## [KUTIPAN TEKS]
***

Dan para ulama yang ucapannya didengar oleh semua kalangan telah bersepakat tanpa berselisih sedikitpun, bahwa Adam ‘alaihi sallam berada diatas agama tauhid, sebagaimana dijelaskan dalam hadits syafa’at yang panjang, disebutkan disitu; “Wahai Adam engkau adalah manusia pertama…”. Al-Hadits[3]. Didalam hadits itu disebutkan bahwa manusia ketika itu mensifati Adam sebagai manusia pertama. Dan didalam hadits lain dijelaskan bahwa beliau adalah seorang nabi, sedangkan seorang nabi di utus hanyalah untuk menyerukan agama tauhid, dan Adam di utus oleh Allah Shubhanahu wa Ta’ala kepada anak keturunanya dikala kondisi mereka masih lurus fitrahnya, belum muncul kekufuran dari mereka, sehingga mereka sangat mentaatinya[4].

***

## [CATATAN TERSIMPAN]
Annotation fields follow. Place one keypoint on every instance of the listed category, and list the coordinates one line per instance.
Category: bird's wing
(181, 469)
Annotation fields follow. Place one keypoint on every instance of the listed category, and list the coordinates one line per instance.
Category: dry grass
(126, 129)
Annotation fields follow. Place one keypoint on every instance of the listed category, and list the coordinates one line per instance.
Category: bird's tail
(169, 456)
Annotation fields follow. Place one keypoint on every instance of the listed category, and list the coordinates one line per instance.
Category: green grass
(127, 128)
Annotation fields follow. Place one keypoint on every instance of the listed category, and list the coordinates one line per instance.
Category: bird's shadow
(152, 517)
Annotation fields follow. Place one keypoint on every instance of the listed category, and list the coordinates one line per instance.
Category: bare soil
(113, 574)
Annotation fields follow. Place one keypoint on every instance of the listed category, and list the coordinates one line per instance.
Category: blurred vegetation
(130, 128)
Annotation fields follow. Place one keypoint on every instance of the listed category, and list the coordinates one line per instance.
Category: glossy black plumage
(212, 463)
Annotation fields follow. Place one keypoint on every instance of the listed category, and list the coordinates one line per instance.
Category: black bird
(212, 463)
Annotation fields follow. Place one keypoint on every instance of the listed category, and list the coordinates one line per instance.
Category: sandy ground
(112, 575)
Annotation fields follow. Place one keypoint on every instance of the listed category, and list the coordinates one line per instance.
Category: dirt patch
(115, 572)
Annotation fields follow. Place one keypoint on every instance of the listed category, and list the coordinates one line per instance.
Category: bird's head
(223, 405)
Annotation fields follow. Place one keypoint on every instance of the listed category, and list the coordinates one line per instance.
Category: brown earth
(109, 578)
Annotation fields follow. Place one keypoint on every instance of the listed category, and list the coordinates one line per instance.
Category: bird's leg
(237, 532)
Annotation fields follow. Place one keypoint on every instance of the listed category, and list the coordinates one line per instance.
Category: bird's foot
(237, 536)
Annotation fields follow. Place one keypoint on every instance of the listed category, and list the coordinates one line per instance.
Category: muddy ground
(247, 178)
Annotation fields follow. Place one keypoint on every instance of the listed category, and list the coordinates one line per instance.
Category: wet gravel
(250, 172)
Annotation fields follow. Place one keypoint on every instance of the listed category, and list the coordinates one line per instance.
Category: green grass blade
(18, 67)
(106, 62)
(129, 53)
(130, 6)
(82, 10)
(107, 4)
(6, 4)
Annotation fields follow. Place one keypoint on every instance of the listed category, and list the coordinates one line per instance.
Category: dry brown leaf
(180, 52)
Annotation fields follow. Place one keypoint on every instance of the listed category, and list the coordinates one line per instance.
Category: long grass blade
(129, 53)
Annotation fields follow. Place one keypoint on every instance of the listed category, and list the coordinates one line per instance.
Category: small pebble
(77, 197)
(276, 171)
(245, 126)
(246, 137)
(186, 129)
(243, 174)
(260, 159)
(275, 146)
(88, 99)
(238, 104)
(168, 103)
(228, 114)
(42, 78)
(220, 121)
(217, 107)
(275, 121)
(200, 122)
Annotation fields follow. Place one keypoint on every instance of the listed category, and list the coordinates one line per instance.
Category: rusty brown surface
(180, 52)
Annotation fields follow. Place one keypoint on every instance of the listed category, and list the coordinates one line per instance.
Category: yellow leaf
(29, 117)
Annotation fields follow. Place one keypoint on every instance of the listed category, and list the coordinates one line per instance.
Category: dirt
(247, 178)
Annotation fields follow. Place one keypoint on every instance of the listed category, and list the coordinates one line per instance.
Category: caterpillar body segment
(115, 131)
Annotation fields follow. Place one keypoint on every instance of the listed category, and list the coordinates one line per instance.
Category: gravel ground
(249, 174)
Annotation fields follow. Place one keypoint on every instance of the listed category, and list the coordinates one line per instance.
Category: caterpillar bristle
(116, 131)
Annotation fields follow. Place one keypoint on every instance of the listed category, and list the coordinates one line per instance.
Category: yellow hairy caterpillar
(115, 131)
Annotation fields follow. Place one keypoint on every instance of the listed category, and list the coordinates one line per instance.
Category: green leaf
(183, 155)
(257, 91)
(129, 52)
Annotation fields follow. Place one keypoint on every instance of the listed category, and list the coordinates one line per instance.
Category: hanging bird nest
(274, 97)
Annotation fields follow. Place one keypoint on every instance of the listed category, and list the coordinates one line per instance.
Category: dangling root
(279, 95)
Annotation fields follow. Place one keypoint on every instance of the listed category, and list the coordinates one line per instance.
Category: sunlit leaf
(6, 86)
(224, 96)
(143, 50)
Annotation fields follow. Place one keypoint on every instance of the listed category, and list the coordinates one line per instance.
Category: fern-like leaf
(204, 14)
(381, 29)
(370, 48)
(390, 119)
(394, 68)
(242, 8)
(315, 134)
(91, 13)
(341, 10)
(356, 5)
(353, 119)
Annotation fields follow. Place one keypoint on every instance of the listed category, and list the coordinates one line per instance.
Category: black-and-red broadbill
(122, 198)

***

Tuliskan ulang tanpa perubahan sebagian kutipan tentang Adam dan agama tauhid, dimulai dari kata-kata yang memuat "Dan para ulama" dan berhenti setelah "mereka sangat mentaatinya[4].".

## [PENYELESAIAN SOAL INI]
Dan para ulama yang ucapannya didengar oleh semua kalangan telah bersepakat tanpa berselisih sedikitpun, bahwa Adam ‘alaihi sallam berada diatas agama tauhid, sebagaimana dijelaskan dalam hadits syafa’at yang panjang, disebutkan disitu; “Wahai Adam engkau adalah manusia pertama…”. Al-Hadits[3]. Didalam hadits itu disebutkan bahwa manusia ketika itu mensifati Adam sebagai manusia pertama. Dan didalam hadits lain dijelaskan bahwa beliau adalah seorang nabi, sedangkan seorang nabi di utus hanyalah untuk menyerukan agama tauhid, dan Adam di utus oleh Allah Shubhanahu wa Ta’ala kepada anak keturunanya dikala kondisi mereka masih lurus fitrahnya, belum muncul kekufuran dari mereka, sehingga mereka sangat mentaatinya[4].